**Quoted passage**.
Advances in imaging have made assessment of atherosclerosis non-invasive, while the EVAPORATE trial demonstrates how cardiac CT can assist in looking at a host of different therapies, said Matthew Budoff, MD, professor of medicine at the David Geffen School of Medicine at UCLA and investigator at The Lundquist Institute.
Advances in imaging have made assessment of atherosclerosis non-invasive, while the EVAPORATE trial demonstrates how cardiac CT can assist in looking at a host of different therapies, said Matthew Budoff, MD, professor of medicine at the David Geffen School of Medicine at UCLA and investigator at The Lundquist Institute.
Transcript:
The American Journal of Managed Care® (AJMC®):In EVAPORATE the only secondary endpoint which did not achieve a significant difference between control and intervention groups was dense calcium. What might account for this?
Dr. Budoff: Calcification is probably the last of the stages of atherosclerosis, so it's the least modifiable. So we saw low attenuation plaque, the vulnerable, or necrotic, core changed a lot, fibrofatty plaque, the softer plaque, changed moderately and fibrous plaque change less and then calcified plaque change the least. So I think that actually makes sense from a biological mechanism, that the most earliest plaques and the most vulnerable plaques changed the most, and the more stable plaques, like those with a lot of fibrous tissue or those with dense calcium, changed less. The P-value for calcification in multivariate analysis was .0531. So, you know, from a purist standpoint, it didn't change significantly. But some people would say .053 is pretty close to .05 and is close to statistical significance. But either way, I think it makes sense biologically that the more stable plaque changes less than the earlier softer plaques.
AJMC®: As reduction of triglycerides on its own is not producing the dramatic drop in CV events, what are your thoughts on expanding the scope of patients receiving icosapent ethyl (Vascepa)?
Dr. Budoff: While I agree that triglyceride lowering isn't the primary benefit, I think those with high triglycerides are still a potential target. We have a number of populations where the target population is based on an abnormality of something, but we don't always treat that specific thing. For many years, diabetes, for example, the presence of diabetes meant your high cardiovascular risk and the treatment wasn't control the Hemoglobin A1c, the treatment was add other therapies. I think we still should be using icosapent ethyl largely in patients who have elevated triglycerides because that's where the benefit was shown to be the greatest. We have data now from triglycerides of 135 and up, and this group is still high risk. I want to emphasize that patients with elevated triglycerides, maybe because of metabolic syndrome and diabetes, and other factors, patients with elevated triglycerides are high risk, and they appear to benefit from icosapent ethyl. Whether it works in patients with normal triglycerides, I think that does deserve further study. We could not address that in EVAPORATE, because we did the EVAPORATE trial the same as the REDUCE IT study, and both of them used entry criteria for triglycerides of 135 and up.

**Exercise data**.
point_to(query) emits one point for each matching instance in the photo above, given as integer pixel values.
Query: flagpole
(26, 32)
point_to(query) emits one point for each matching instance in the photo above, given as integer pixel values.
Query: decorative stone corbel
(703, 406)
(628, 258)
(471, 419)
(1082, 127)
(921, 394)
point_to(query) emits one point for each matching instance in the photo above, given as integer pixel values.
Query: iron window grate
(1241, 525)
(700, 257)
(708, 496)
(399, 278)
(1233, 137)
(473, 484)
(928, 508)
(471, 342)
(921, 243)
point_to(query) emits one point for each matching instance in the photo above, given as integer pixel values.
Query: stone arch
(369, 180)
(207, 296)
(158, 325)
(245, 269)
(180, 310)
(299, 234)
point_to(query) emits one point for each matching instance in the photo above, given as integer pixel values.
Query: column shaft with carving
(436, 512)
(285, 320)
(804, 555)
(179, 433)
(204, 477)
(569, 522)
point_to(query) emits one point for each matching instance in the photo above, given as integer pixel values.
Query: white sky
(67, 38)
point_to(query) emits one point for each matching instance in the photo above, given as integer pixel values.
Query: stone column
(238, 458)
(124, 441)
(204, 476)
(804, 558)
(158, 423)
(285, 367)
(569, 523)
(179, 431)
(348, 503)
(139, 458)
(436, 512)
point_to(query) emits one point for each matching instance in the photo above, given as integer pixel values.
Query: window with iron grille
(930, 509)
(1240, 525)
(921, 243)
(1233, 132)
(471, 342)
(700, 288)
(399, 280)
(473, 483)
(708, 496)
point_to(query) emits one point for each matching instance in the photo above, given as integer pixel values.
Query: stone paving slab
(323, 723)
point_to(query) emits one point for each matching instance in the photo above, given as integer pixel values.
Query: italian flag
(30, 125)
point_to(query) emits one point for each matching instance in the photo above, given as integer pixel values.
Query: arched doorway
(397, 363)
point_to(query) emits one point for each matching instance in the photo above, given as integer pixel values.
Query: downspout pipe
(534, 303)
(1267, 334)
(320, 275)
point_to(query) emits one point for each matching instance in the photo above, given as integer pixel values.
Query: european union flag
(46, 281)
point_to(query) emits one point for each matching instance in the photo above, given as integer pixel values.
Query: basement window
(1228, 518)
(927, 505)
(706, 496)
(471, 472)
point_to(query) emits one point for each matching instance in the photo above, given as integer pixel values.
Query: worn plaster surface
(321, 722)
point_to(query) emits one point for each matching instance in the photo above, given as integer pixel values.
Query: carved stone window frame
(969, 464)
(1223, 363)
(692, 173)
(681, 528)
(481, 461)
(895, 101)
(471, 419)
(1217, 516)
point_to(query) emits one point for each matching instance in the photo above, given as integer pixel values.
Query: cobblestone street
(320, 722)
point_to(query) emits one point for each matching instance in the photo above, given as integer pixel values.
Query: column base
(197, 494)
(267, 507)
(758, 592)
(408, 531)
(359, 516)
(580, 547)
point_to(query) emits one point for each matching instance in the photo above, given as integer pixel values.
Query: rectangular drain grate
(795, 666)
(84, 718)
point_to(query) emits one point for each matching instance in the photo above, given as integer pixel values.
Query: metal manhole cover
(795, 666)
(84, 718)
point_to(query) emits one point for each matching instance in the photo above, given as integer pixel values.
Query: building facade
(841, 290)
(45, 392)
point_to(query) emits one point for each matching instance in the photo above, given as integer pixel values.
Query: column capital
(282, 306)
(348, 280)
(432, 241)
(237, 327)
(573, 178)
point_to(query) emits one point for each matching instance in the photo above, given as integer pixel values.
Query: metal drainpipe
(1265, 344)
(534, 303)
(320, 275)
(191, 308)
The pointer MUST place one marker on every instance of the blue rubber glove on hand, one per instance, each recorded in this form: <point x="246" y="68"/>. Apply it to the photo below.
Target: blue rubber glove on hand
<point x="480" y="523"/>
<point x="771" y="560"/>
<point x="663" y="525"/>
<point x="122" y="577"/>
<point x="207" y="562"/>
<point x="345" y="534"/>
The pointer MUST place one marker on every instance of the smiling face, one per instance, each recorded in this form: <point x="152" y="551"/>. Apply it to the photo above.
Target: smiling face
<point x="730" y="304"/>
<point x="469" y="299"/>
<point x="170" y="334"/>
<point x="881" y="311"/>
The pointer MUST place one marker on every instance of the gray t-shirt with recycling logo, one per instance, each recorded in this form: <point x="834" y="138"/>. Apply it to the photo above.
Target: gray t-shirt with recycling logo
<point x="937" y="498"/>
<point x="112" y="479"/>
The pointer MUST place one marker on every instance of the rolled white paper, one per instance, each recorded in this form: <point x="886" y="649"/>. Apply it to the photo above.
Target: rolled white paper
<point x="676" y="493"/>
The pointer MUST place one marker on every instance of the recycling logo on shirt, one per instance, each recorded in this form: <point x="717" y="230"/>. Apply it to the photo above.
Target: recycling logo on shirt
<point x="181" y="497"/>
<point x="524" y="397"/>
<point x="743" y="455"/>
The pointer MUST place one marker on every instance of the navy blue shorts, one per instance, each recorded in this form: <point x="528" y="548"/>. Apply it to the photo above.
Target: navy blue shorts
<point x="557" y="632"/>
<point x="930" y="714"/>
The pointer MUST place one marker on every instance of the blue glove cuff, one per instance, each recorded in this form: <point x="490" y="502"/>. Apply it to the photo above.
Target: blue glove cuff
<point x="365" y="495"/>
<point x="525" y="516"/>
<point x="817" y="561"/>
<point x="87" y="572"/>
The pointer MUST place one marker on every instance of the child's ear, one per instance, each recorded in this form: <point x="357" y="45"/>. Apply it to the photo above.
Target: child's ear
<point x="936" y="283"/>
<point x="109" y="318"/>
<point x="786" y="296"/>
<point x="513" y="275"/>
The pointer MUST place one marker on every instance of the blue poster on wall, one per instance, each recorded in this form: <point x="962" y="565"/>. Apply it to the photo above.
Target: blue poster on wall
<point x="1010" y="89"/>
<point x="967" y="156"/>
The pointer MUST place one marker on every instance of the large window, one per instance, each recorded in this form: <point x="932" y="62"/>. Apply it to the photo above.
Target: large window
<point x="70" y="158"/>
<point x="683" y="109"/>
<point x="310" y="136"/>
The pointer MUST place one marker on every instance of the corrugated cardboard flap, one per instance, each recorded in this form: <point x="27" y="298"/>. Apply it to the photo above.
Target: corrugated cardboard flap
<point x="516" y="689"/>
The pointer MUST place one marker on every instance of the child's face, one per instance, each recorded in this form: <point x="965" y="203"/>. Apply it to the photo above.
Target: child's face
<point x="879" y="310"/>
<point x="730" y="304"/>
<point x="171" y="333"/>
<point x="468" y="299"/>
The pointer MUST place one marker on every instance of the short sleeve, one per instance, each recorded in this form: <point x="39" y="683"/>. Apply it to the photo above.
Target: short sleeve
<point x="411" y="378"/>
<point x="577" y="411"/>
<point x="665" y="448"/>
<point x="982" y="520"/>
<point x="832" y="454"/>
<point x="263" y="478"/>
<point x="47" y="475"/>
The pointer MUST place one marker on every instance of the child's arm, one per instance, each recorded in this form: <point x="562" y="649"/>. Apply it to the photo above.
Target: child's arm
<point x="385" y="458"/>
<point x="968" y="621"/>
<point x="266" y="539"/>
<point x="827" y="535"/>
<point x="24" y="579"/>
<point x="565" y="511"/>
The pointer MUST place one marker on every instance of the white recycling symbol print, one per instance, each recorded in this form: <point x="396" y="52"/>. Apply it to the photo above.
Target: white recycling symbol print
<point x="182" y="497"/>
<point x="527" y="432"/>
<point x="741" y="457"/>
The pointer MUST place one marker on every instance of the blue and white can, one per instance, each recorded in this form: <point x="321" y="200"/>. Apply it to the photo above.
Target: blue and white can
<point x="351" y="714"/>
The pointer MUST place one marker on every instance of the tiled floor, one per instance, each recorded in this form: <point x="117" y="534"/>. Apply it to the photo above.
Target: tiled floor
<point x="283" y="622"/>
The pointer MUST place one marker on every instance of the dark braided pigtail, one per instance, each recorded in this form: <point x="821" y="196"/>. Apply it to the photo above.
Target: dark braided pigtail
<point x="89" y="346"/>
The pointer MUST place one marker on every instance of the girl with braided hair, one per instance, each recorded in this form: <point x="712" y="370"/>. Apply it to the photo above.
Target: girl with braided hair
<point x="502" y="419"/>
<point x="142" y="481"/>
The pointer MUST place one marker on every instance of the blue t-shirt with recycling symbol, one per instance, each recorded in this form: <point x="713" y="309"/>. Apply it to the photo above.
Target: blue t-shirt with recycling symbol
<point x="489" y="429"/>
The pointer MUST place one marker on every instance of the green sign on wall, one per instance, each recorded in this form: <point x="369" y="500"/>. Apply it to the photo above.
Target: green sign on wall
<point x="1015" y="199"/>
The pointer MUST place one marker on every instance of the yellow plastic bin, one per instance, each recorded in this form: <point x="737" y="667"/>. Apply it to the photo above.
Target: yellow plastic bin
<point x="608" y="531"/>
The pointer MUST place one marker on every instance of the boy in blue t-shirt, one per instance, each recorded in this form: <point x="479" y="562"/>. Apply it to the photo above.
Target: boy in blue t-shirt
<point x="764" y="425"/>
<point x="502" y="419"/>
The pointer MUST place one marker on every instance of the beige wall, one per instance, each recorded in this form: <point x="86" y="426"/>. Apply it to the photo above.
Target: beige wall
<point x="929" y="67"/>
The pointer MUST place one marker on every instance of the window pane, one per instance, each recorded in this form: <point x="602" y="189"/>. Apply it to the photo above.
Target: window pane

**Required work**.
Answer these questions about the EVAPORATE interview, one line each:
(a) Where is Matthew Budoff a professor of medicine?
(b) What P-value for calcification in multivariate analysis does Dr. Budoff give?
(c) What triglyceride level did both EVAPORATE and REDUCE IT use as entry criteria?
The entries are not needed for this exercise.

**Result of this exercise**.
(a) The David Geffen School of Medicine at UCLA.
(b) .0531.
(c) Triglycerides of 135 and up.